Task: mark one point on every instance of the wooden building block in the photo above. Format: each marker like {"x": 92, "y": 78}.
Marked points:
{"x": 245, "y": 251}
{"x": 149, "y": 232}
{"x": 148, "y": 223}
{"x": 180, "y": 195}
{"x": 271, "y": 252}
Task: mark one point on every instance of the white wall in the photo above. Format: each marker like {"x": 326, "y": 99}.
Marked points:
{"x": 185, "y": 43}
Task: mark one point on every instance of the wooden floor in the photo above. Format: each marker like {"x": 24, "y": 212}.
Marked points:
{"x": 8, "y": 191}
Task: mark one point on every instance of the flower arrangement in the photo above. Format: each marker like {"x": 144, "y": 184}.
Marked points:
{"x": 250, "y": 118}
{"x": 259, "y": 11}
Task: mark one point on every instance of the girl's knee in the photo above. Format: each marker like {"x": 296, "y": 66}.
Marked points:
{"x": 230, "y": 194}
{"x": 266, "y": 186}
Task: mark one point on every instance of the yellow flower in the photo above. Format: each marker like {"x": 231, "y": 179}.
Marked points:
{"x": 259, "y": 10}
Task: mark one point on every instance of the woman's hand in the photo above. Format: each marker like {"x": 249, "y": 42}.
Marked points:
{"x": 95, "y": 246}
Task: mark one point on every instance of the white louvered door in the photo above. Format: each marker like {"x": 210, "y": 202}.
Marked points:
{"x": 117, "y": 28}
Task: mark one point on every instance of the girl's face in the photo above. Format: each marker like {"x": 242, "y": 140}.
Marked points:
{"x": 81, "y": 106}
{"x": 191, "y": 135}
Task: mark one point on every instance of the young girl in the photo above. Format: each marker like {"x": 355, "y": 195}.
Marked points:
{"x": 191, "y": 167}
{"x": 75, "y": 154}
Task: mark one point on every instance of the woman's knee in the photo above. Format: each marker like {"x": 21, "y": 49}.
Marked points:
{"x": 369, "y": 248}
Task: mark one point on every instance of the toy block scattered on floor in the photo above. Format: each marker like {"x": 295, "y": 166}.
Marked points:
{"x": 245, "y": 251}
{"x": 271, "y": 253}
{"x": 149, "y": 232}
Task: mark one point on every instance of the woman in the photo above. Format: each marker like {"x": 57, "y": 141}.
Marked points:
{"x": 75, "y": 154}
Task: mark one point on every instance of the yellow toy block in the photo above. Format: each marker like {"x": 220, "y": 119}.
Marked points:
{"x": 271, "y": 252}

§ Challenge: Update the data starting with the line that contains "Task: mark one point on every instance of the flower" and going on through the end of the data, replacing "toy block" with "toy cube" and leaving everything else unchanged. Return only those lines.

§ Complete output:
Task: mark one point on every instance of the flower arrangement in the photo above. Format: each marker like {"x": 144, "y": 184}.
Marked points:
{"x": 250, "y": 118}
{"x": 259, "y": 11}
Task: mark one point on every instance of the girl's knee in the photo above. Format: each marker like {"x": 296, "y": 66}.
Marked points:
{"x": 230, "y": 194}
{"x": 266, "y": 186}
Task: mark one point on every instance of the yellow flower in the photo above. Format: each marker like {"x": 231, "y": 179}.
Marked points:
{"x": 259, "y": 10}
Task: mark one point on every instance of the woman's hand in the photo above. Format: each marker like {"x": 249, "y": 42}.
Marked points:
{"x": 95, "y": 246}
Task: mark one point on every instance of the white louvered door in the photo above. Format: each marker like {"x": 210, "y": 202}.
Marked points:
{"x": 117, "y": 28}
Task: mark one point on every instance of the girl's face in the photo above. Format: each marker like {"x": 242, "y": 140}.
Marked points:
{"x": 81, "y": 106}
{"x": 191, "y": 135}
Task: mark one point on every instance of the young girl in the photo above. Format: each marker like {"x": 355, "y": 195}.
Marked points:
{"x": 191, "y": 167}
{"x": 75, "y": 154}
Task: mark one point on every instance of the woman's knee in the photo above. Format: each marker like {"x": 21, "y": 49}.
Marked points:
{"x": 369, "y": 248}
Task: mark one point on every instance of the toy cube scattered on floor in the photo above. Format: each marker like {"x": 295, "y": 166}.
Marked points:
{"x": 245, "y": 251}
{"x": 271, "y": 253}
{"x": 149, "y": 232}
Task: mark one point on every instance of the woman in the photo above. Format: each marker like {"x": 57, "y": 141}.
Marked points:
{"x": 75, "y": 154}
Task: mark one point on every instance of the yellow toy cube in the photo above. Format: each marker like {"x": 220, "y": 119}.
Marked points:
{"x": 271, "y": 252}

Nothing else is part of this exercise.